▶ [EXERCISE REQUIREMENTS]
a) Answer these questions about the advisory agreement passage:
(i) What are the Advisor, any sub-advisors and other service providers deemed to be?
(ii) Whose directives govern any investment program the Advisor undertakes under the Agreement?
(iii) Besides the 1940 Act, under what act may the Trust's registration statement be amended?
b) Write the next part of the advisory agreement passage, starting after its final clause on state, federal or foreign law.

7. Independent Contractors. The Advisor and any sub-advisors and other
service providers shall for all purposes herein be deemed to be independent
contractors and shall, unless otherwise expressly provided or authorized, have
no authority to act for or represent the Trust in any way or otherwise be deemed
to be an agent of the Trust.
8. Control by Board of Trustees. Any investment program undertaken by the
Advisor pursuant to this Agreement, as well as any other activities undertaken
by the Advisor on behalf of the Funds, shall at all times be subject to any
directives of the Board of Trustees.
9. Compliance with Applicable Requirements. In carrying out its obligations
under this Agreement, the Advisor shall at all times conform to:
(a) all applicable provisions of the 1940 Act and the Advisers Act and
any rules and regulations adopted thereunder;
(b) the provisions of the registration statement of the Trust, as the
same may be amended from time to time under the Securities Act of 1933 and
the 1940 Act;
(c) the provisions of the Declaration of Trust, as the same may be
amended from time to time;
(d) the provisions of the by-laws of the Trust, as the same may be
amended from time to time; and
(e) any other applicable provisions of state, federal or foreign law.

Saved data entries
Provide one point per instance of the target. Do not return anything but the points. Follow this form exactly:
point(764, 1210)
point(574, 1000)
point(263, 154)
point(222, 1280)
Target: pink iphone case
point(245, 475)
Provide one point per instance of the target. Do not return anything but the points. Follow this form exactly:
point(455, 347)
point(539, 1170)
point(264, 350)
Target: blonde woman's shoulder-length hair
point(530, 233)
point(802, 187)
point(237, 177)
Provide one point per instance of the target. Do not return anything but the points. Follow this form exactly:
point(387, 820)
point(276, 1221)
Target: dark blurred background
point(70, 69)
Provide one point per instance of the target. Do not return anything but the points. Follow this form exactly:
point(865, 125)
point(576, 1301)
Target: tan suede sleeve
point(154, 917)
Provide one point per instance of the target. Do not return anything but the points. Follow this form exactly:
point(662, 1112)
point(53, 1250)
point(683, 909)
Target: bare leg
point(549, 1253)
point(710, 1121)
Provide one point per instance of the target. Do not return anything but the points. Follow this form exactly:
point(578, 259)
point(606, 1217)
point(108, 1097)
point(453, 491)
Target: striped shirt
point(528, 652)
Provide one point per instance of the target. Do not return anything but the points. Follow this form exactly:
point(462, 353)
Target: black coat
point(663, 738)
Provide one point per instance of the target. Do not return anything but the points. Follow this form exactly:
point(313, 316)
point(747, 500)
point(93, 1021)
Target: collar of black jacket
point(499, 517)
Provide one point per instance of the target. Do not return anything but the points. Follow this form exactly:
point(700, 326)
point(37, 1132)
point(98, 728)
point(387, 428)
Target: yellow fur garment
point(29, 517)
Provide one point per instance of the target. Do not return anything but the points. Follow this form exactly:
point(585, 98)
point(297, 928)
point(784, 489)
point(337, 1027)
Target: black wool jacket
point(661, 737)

▶ [PER-TASK ANSWERS]
a)
(i) Independent contractors
(ii) The Board of Trustees
(iii) The Securities Act of 1933

b)
10. Services to Other Companies or Accounts. The Trust understands that the
Advisor now acts, will continue to act and may act in the future as investment
manager or advisor to fiduciary and other managed accounts, and as investment
manager or advisor to other investment companies, including any offshore
entities, or accounts, and the Trust has no objection to the Advisor so acting,
provided that whenever the Trust and one or more other investment companies or
accounts managed or advised by the Advisor have available funds for investment,
investments suitable and appropriate for each will be allocated in accordance
with a formula believed to be equitable to each company and account. The Trust
recognizes that in some cases this procedure may adversely affect the size of
the positions obtainable and the prices realized for the Funds.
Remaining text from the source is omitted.